- [Records for this task]
━━━━━━━━━━━━━━━━━━━━
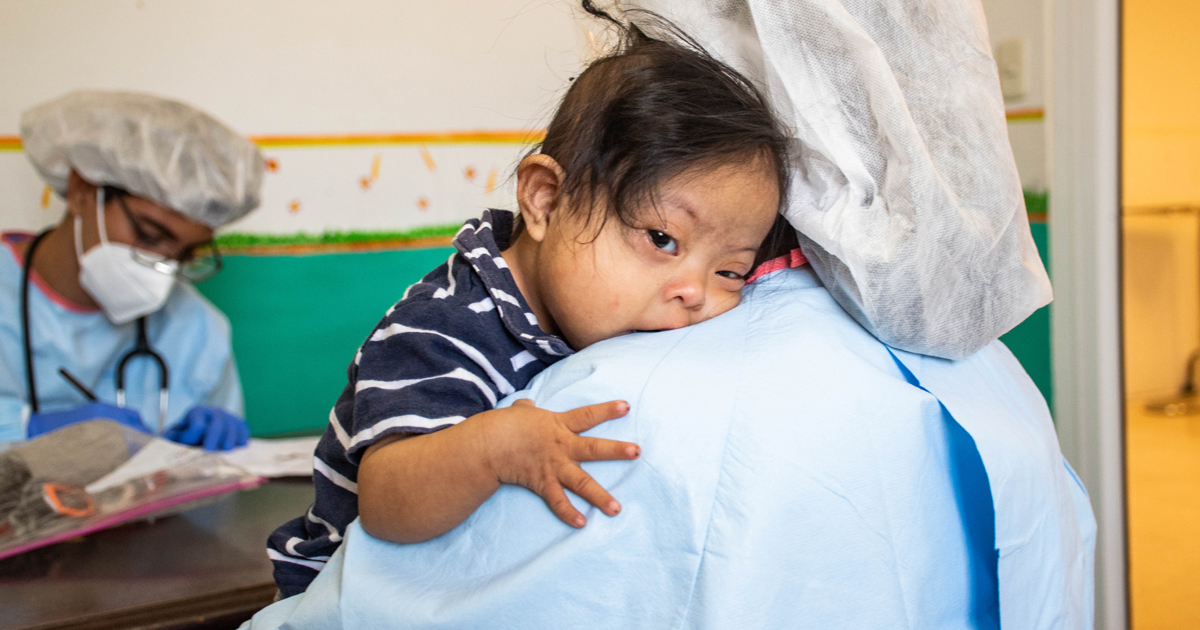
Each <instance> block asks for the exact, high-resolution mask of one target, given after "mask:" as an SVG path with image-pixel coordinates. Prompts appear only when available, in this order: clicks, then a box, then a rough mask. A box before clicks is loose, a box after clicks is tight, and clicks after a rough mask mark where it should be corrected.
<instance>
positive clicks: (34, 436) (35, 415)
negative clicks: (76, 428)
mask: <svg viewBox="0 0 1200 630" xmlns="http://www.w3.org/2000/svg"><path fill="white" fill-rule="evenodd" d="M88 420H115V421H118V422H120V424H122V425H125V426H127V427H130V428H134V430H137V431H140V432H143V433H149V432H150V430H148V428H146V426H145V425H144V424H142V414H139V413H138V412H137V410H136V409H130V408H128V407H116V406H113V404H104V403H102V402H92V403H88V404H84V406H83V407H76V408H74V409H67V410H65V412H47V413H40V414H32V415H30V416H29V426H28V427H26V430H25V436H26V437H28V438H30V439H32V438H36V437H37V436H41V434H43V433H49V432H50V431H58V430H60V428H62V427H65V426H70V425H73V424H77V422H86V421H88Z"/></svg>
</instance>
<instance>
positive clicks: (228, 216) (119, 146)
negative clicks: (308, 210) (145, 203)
━━━━━━━━━━━━━━━━━━━━
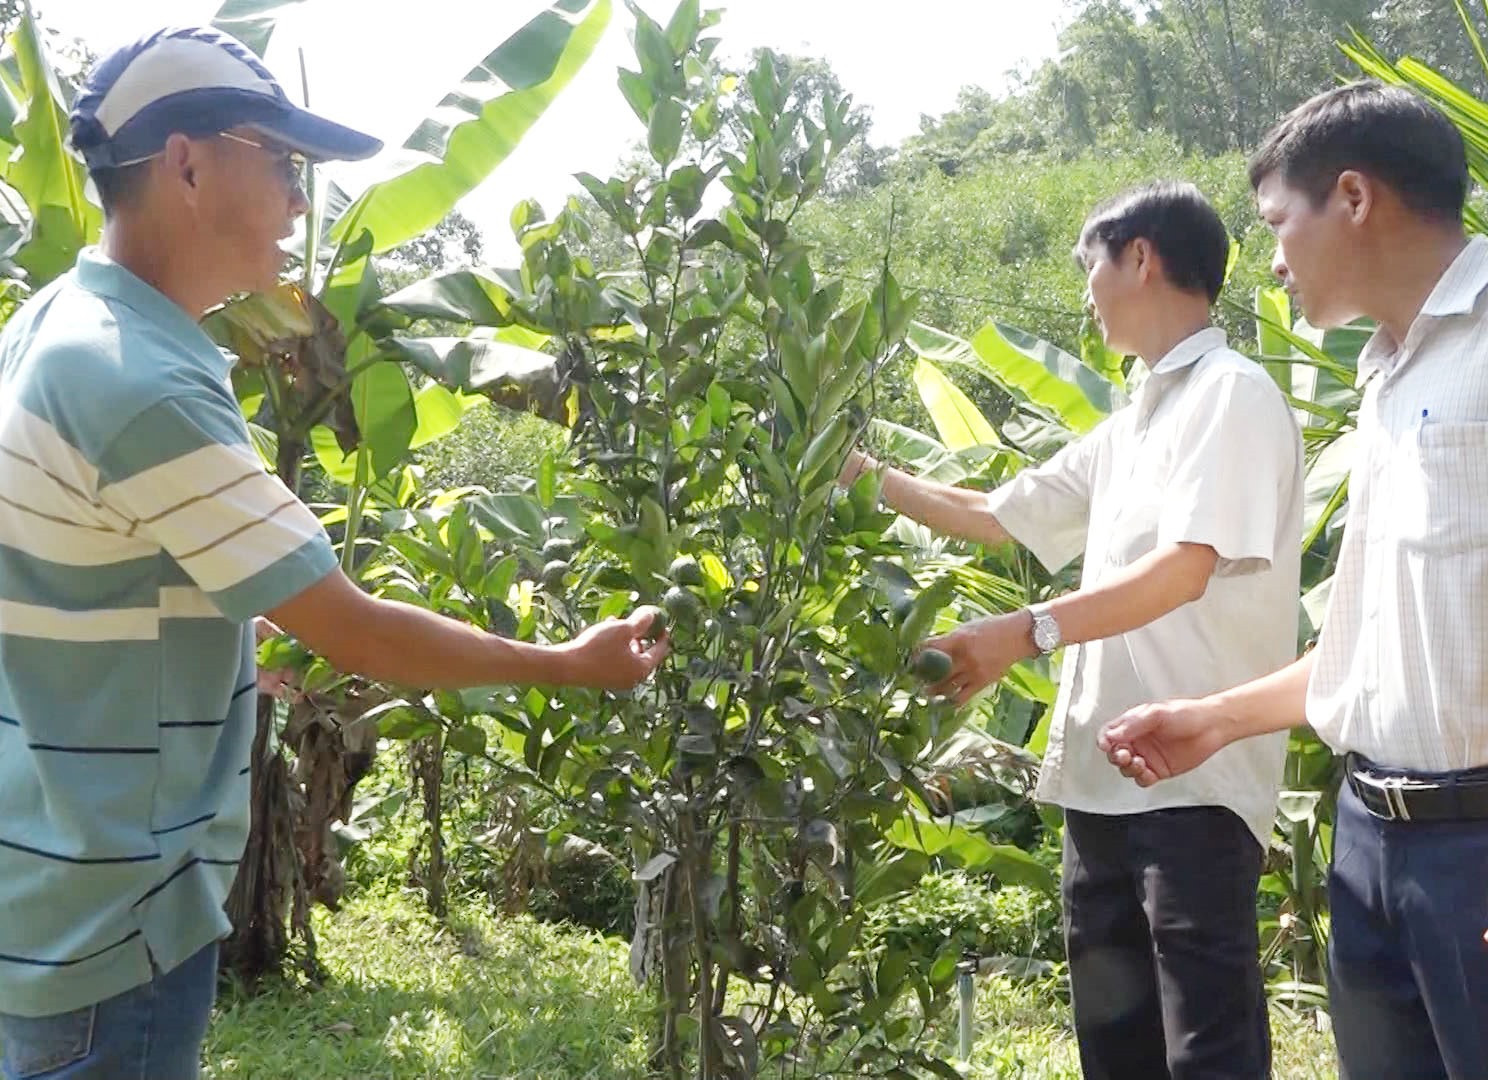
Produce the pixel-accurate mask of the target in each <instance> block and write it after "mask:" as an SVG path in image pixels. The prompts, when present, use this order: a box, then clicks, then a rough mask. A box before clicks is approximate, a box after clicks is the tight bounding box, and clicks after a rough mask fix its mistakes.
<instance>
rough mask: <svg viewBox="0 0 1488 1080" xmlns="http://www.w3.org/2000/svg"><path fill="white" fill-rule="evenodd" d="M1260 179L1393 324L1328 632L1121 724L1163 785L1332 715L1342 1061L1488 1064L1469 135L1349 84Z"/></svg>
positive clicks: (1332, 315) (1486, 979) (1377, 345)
━━━━━━━━━━━━━━━━━━━━
- [Activity] Set down, word for word, everything in the records from the line containing "Each <instance> block asks" down to the line containing "negative clicks: (76, 428)", including both of those lines.

- [Expected answer]
Each <instance> block asks for the exact, high-resolution mask of one target, given after "mask:" as an SVG path with image-pixel coordinates. Prompts appear only when available, in this order: clicks, then a box, then a rough mask. A box before clicks is loose, a box after clicks is tight, and clicks after a rough mask mark where it should be corrected.
<instance>
positive clicks: (34, 436) (35, 415)
negative clicks: (76, 428)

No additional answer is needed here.